[A run of records]
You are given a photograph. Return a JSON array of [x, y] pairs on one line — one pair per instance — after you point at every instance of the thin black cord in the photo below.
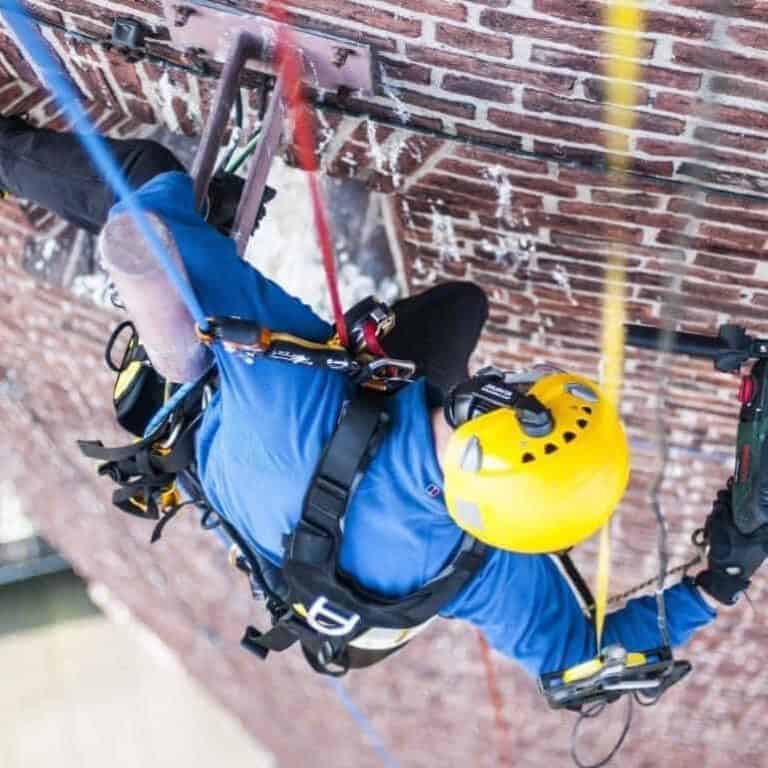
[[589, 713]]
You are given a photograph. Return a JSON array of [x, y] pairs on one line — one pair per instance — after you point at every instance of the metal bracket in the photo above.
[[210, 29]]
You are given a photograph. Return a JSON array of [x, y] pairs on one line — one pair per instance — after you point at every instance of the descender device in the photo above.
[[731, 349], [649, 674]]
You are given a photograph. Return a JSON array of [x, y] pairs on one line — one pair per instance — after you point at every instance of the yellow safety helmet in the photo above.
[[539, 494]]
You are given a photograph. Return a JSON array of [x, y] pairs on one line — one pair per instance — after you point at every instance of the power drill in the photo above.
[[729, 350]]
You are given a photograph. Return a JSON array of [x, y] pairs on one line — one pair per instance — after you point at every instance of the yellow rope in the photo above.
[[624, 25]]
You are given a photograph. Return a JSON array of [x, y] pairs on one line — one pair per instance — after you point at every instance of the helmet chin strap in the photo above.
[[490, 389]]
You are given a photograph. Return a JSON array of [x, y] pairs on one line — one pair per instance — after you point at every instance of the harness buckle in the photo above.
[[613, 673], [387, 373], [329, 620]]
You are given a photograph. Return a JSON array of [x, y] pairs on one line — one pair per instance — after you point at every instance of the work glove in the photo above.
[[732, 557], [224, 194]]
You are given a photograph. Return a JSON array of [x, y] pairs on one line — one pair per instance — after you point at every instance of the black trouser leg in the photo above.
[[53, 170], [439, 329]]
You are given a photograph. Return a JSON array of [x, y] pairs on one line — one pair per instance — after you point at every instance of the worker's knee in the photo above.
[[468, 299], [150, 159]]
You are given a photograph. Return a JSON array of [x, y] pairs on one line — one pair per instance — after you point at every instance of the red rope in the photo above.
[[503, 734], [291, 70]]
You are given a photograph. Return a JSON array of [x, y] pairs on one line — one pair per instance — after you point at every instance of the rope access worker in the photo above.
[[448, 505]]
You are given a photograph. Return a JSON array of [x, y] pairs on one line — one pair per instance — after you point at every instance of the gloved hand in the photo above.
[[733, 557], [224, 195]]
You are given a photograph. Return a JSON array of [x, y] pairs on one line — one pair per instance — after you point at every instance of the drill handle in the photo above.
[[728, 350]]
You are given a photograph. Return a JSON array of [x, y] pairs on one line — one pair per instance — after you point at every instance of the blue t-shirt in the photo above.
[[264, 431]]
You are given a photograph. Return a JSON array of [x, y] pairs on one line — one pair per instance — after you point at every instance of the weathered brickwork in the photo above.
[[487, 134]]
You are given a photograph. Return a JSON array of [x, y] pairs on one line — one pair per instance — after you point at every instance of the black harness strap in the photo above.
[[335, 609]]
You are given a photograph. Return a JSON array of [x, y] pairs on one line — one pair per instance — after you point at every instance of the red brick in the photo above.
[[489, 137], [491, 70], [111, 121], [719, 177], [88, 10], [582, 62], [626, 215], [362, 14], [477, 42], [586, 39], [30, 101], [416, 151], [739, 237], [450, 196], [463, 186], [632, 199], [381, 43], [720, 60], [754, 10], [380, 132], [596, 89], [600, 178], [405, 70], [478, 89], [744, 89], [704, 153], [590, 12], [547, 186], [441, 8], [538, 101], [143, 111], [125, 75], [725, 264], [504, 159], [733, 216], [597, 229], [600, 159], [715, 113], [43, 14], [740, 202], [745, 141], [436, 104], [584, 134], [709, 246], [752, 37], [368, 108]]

## WHAT THIS TASK INVOLVES
Please give the lines above as a JSON list of strings, one string per line, with blank lines left out. Leave the pictures out of the answer.

## ANSWER
[
  "You are given a photograph. Return a JSON array of [x, y] pairs on one line — one pair per instance — after you point at every instance of the thin black cord in the photo below.",
  "[[589, 713]]",
  "You are given a photograph. Return a JSON array of [x, y] pairs on one line — one pair per instance — after you point at every instance of the metal bracket in the photo above.",
  "[[210, 29]]",
  "You are given a photograph. Return a JSON array of [x, y] pairs on one line — one pair per instance — after you point at every instance of the descender device in the photo above.",
  "[[731, 349], [649, 674]]",
  "You are given a photograph. Return a JSON array of [x, y] pairs on one line — one pair per instance — after you point at every instance of the yellow safety helmet in the photo above.",
  "[[539, 494]]",
  "You are given a photograph. Return a JSON array of [x, y] pairs on one line — one pair per instance — after you point at every instance of the power drill in the photo above.",
  "[[729, 350]]",
  "You are given a photograph. Return a JSON array of [x, y] pairs on one line — one pair per instance — after you point at every instance of the yellow rope in the photo above.",
  "[[624, 25]]",
  "You are given a photograph. Return a JSON array of [x, y] pairs on one line — one pair per instance — after you point at every instance of the helmet chin strap in the photo above.",
  "[[490, 389]]",
  "You are given a photograph. Return a JSON array of [x, y] pairs on one line — one pair per instance — after you point at every instance of the harness buckle in the photo above.",
  "[[613, 673], [387, 373], [329, 620]]",
  "You are given a photograph. Return a JSON array of [x, y] pairs on one line — one pair per instance — after you point at every instance of the work glove in the photo above.",
  "[[732, 557], [224, 194]]",
  "You are given a photograph. Return a JSON array of [x, y] pairs on one line — one pair per instance — after you point at every instance of the black trouser leg in the photo above.",
  "[[53, 170], [439, 329]]",
  "You are given a photograph. Return a JSON array of [x, y] pairs on one line — one pair per instance — after you point at every instance of the worker's knee in the photo above.",
  "[[468, 299], [150, 159]]",
  "You are given a photograph. Return a JSON array of [x, y] pairs on one line — one pair per instance — after you point at every instance of the red rope in the photo above.",
  "[[503, 734], [291, 70]]",
  "You are given a photograph. Return a JSON array of [x, y] pairs on one line — one pair per instance — after you point at every instance of the rope access worker in the photo above.",
  "[[448, 505]]",
  "You are given a photograph. Return a JSON array of [x, y] pairs on one line — one pair per instance — after you point at every instance of the gloved hand in the photo above.",
  "[[733, 557], [224, 195]]",
  "You are given a photograph. Return a JSON array of [x, y] pairs on one line — one pair per instance — after you point at every instance of the drill handle in the photo above.",
  "[[728, 350]]",
  "You are given a photograph. Return a JSON array of [x, y] pairs on one line — one pair per instance — after you point at every instance of the blue t-shirt in the photo above.",
  "[[264, 431]]",
  "You are given a photograph. Return a JSON array of [x, y] pairs on one line — one pair per instance — after you point at every instance of the weathered brickwork in the photo above.",
  "[[487, 134]]",
  "You are given a photograph. Return a JSON array of [x, y] pairs on one line — one pair per instance — after you point at every instance of the black harness strap in the photo above.",
  "[[335, 609]]",
  "You are given a photograph. Return a JSON array of [x, y] pairs on one line — one pair per instance — after you point at every instance of the red brick in the photo above.",
  "[[489, 137], [491, 70], [111, 121], [719, 177], [88, 10], [582, 62], [626, 215], [362, 14], [477, 42], [586, 39], [30, 101], [416, 151], [739, 237], [450, 196], [463, 186], [632, 199], [381, 43], [720, 60], [754, 10], [380, 132], [596, 89], [600, 178], [405, 70], [478, 89], [744, 89], [704, 153], [590, 12], [547, 186], [441, 8], [538, 101], [143, 111], [125, 75], [725, 264], [504, 159], [733, 216], [597, 229], [600, 159], [715, 113], [43, 14], [740, 202], [745, 141], [436, 104], [584, 134], [709, 246], [752, 37], [368, 108]]"
]